Work required:
Render the records below, from their first line through the line containing "Detection target: man's face", as a Markdown table with the columns "No." and "Line". Give each non-blank line its row number, omit blank lines, and include only that span.

Data extracted from a collection:
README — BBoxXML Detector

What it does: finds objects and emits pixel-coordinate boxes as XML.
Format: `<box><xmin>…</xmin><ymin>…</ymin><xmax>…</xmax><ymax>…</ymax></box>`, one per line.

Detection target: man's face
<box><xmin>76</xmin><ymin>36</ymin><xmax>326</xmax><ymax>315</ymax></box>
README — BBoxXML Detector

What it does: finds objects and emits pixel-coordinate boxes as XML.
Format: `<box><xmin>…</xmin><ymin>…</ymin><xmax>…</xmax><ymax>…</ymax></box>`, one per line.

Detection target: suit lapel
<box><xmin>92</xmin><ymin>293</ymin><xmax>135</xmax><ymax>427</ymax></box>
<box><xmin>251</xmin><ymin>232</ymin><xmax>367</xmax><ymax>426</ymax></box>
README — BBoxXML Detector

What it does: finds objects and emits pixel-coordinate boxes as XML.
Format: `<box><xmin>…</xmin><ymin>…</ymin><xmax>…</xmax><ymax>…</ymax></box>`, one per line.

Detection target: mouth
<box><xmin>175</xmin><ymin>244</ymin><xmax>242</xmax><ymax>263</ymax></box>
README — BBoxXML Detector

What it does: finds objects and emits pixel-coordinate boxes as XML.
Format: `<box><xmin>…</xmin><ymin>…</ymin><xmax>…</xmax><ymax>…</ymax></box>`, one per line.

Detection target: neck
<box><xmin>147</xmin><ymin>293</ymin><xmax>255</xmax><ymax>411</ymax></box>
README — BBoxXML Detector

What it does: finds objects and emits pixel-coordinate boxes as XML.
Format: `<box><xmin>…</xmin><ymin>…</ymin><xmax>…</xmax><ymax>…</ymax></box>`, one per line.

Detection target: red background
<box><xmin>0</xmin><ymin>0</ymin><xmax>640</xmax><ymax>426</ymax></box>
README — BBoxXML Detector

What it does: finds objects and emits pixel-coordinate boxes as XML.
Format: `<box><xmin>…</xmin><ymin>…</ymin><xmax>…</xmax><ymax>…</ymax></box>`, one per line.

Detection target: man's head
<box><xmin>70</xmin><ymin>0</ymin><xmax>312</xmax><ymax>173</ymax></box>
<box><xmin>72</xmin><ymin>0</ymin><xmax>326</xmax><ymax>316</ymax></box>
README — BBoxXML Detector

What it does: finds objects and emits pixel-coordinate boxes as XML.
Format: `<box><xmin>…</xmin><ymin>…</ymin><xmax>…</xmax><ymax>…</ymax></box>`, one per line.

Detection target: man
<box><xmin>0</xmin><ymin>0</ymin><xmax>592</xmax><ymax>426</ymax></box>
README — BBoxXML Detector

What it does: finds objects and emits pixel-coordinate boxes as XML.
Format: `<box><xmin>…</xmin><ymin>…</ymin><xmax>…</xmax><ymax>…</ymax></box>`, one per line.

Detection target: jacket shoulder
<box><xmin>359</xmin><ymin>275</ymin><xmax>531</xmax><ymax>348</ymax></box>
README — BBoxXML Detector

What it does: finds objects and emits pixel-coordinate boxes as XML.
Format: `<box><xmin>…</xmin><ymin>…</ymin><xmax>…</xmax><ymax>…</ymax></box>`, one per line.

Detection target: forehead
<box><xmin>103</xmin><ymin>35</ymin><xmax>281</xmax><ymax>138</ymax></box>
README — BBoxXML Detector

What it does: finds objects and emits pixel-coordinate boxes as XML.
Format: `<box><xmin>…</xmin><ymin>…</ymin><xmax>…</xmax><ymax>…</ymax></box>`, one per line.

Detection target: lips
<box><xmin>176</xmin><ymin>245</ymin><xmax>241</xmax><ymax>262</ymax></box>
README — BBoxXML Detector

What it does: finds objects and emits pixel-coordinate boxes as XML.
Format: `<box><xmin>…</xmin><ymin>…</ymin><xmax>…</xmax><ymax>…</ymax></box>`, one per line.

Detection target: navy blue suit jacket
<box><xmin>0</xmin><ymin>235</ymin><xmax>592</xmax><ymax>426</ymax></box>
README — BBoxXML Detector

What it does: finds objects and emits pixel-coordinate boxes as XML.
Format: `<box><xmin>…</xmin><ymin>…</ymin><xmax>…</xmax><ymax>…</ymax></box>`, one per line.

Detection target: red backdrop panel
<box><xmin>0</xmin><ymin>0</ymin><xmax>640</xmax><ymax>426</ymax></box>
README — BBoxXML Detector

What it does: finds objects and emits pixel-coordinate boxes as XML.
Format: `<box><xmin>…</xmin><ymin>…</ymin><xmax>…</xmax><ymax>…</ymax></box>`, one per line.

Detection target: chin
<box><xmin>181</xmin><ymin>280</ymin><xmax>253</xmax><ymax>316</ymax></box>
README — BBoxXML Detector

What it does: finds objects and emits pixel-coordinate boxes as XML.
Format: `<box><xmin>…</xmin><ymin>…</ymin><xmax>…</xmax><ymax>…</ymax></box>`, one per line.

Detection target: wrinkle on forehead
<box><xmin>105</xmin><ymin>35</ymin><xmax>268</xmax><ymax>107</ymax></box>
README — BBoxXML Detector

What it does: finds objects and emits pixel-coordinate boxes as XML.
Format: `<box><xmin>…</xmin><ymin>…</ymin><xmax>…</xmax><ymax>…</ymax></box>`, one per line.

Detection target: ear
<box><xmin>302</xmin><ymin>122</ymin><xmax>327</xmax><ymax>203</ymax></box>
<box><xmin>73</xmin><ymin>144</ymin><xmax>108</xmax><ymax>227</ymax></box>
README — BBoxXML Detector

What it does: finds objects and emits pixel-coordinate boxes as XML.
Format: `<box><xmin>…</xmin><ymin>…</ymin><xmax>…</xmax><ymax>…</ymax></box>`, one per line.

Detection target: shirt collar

Exercise result:
| No. | Line |
|---|---|
| 1 | README — BBoxXML Detector |
| 2 | What it does: finds objects and emits pixel-coordinate boxes as XML. |
| 3 | Format: `<box><xmin>…</xmin><ymin>…</ymin><xmax>…</xmax><ymax>…</ymax></box>`, one per line. |
| 4 | Detection target: man's face |